## The exercise
Reproduce word for word the lines in the items below, starting with the line that contains "679, row 125." and going on through the line that contains "column 567, row 193". Include both of those lines.

## Entries supplied
—————

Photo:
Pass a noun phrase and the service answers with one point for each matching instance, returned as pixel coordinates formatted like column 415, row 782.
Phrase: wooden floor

—————

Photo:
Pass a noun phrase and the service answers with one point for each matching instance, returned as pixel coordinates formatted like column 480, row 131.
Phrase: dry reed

—————

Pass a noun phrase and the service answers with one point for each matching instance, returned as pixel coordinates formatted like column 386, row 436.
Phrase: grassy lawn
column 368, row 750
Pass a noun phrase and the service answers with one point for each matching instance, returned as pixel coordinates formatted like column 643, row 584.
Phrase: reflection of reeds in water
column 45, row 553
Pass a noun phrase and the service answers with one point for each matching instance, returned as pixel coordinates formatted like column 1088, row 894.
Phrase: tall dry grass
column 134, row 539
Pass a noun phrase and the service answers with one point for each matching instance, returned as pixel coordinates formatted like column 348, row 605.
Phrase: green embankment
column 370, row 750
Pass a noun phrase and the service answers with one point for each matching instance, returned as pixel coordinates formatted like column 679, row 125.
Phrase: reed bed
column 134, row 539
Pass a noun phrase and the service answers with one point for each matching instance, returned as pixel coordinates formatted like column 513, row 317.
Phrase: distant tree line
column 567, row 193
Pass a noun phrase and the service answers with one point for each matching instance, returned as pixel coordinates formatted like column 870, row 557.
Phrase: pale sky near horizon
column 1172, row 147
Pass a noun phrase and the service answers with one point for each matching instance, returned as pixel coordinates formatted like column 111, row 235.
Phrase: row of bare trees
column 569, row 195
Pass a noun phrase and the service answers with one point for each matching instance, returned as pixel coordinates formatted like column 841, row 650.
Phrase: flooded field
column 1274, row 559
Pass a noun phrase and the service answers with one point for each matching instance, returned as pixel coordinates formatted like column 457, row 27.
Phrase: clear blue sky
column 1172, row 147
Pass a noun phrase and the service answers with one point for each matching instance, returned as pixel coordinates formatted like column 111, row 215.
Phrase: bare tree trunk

—————

## The response
Pass a noun phrase and the service answers with one point for each matching instance, returned as pixel coordinates formatted like column 679, row 125.
Phrase: reed bed
column 134, row 539
Pass a noun phrase and the service answers with one point for each matching instance, returned as pixel coordinates formatted like column 513, row 317.
Phrase: distant tree line
column 567, row 193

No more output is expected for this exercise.